## PROBLEM TO SOLVE
Rewrite everything in the listing from the line containing "Please find green tree" down to the line containing "[760,396,1040,431]", changing "industrial building" to "warehouse" and keeping all other text the same.
[START]
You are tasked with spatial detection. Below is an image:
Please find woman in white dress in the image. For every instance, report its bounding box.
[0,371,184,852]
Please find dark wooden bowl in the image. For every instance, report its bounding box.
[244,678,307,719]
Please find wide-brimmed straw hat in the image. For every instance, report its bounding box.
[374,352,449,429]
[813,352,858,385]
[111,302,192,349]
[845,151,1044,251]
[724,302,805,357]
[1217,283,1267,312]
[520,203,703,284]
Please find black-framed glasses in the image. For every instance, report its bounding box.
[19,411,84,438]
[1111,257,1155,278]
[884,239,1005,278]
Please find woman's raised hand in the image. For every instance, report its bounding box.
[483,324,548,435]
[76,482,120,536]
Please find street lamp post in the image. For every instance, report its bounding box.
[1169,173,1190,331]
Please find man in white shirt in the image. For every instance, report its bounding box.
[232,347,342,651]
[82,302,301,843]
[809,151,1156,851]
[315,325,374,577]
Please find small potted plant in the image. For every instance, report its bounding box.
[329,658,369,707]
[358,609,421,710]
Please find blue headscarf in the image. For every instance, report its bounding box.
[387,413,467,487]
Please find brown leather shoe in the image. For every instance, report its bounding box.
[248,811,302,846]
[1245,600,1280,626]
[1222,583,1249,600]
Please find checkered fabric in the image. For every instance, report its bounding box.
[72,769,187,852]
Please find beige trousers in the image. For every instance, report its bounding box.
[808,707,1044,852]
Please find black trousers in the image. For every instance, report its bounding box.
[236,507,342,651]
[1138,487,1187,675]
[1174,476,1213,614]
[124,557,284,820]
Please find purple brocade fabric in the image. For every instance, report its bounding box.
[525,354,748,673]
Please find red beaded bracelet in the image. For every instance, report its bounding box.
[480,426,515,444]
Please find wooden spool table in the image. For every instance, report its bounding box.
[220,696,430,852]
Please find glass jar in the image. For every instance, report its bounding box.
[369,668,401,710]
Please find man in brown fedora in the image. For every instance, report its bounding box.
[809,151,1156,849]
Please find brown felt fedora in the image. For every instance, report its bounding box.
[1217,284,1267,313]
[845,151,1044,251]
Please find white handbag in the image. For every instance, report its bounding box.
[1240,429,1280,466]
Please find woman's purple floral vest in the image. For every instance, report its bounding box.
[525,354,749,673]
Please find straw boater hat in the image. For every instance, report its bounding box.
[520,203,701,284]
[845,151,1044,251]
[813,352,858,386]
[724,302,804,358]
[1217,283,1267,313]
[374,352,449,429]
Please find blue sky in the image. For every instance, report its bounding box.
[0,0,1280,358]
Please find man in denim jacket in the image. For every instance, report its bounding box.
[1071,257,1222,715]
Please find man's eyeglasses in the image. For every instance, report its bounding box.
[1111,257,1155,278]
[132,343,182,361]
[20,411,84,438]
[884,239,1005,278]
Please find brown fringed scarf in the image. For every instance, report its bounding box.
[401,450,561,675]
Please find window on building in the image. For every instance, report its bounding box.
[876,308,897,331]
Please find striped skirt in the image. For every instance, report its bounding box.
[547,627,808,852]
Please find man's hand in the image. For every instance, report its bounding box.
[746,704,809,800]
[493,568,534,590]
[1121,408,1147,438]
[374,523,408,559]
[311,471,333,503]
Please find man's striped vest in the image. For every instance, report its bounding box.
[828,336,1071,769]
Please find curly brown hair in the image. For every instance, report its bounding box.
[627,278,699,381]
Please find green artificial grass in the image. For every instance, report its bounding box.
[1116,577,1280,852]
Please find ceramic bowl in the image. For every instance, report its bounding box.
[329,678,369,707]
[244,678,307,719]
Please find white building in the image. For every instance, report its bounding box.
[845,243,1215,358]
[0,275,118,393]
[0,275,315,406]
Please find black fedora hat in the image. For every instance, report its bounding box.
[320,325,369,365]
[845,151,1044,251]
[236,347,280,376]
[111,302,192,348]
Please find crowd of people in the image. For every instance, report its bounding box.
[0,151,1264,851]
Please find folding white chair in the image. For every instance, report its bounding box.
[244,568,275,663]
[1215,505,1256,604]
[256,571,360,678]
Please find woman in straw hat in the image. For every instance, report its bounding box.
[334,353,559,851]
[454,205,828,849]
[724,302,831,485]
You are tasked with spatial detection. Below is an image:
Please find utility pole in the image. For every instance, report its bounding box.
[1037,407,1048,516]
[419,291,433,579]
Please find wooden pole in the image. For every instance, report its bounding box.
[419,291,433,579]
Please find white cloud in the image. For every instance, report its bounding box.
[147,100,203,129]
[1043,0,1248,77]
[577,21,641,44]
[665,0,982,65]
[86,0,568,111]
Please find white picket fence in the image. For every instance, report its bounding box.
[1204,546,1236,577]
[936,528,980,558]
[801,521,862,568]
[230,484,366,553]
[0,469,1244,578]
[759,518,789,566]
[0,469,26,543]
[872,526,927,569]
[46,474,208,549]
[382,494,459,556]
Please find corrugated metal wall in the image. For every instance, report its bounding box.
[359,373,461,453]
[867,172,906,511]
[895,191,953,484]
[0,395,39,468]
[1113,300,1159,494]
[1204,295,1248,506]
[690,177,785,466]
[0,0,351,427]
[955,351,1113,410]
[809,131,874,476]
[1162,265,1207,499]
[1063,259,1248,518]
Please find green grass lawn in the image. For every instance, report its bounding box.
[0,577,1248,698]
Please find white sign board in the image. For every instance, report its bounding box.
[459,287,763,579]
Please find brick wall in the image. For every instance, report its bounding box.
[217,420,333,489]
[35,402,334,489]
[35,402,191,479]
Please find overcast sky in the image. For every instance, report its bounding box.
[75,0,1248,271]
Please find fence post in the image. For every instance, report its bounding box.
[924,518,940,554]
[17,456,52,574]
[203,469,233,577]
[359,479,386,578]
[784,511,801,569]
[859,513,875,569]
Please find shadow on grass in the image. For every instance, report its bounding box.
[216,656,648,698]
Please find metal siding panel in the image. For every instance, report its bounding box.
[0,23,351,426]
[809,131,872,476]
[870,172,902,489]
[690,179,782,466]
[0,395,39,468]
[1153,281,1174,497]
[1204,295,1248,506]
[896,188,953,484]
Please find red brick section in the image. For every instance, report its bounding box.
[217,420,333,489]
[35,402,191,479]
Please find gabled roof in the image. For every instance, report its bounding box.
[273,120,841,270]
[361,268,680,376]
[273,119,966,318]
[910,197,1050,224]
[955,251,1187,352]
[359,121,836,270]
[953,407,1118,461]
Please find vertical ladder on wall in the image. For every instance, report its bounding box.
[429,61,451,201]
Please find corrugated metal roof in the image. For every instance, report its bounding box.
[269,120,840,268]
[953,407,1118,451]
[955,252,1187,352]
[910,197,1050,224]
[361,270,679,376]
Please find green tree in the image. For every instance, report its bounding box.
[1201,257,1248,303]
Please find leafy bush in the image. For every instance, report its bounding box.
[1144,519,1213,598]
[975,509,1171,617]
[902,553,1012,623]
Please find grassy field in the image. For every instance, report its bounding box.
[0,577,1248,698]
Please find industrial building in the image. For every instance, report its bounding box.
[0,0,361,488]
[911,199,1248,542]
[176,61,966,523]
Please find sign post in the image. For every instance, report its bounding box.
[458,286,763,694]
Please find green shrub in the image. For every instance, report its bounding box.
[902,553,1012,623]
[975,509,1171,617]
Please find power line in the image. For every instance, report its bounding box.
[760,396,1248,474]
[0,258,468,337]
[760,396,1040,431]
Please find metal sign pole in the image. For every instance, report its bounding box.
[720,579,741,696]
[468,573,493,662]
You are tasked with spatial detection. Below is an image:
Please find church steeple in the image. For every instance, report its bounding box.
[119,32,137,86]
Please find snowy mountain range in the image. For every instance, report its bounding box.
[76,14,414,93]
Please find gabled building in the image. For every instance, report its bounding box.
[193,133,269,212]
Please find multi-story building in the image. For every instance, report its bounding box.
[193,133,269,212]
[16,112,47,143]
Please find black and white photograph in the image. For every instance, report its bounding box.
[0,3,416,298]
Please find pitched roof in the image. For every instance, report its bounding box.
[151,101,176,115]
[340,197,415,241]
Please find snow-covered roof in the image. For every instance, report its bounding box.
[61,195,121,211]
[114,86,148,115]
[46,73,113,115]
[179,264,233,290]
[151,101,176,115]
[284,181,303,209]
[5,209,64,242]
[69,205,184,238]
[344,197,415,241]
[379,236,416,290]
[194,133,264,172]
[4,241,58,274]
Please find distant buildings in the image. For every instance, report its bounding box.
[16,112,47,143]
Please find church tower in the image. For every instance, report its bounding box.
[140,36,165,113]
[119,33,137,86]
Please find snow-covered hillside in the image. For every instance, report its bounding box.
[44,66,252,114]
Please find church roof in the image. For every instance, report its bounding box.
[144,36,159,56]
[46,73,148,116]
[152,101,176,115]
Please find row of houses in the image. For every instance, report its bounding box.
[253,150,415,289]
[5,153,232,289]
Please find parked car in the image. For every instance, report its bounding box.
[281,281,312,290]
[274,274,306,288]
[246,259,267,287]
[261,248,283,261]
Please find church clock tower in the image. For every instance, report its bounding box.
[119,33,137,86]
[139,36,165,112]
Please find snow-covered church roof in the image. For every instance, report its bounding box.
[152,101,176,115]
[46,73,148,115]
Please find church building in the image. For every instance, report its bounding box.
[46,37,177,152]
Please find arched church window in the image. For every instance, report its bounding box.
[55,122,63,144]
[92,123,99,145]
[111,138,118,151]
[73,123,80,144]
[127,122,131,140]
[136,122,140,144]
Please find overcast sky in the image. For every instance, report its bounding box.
[END]
## REPLY TO THE EXERCISE
Please find green tree in the image. For every instance, report its bounding box.
[1201,257,1248,303]
Please find leafy bush in the image. For every instance, report its bounding box.
[1144,519,1213,598]
[975,509,1171,617]
[902,553,1012,623]
Please find grassy field in the image. For every instance, report its bounding box.
[0,577,1248,698]
Please find warehouse in the image. For every instance, report its bounding box.
[0,0,361,488]
[911,199,1248,542]
[176,61,966,523]
Please find sign post in the image. For every instance, report its bounding box.
[458,286,763,694]
Please find green shrub in the image. For every instance, report its bounding box.
[902,553,1012,623]
[975,509,1171,617]
Please find power line in the image. For every instance, report its bounding box.
[760,396,1248,474]
[0,258,468,337]
[760,396,1040,431]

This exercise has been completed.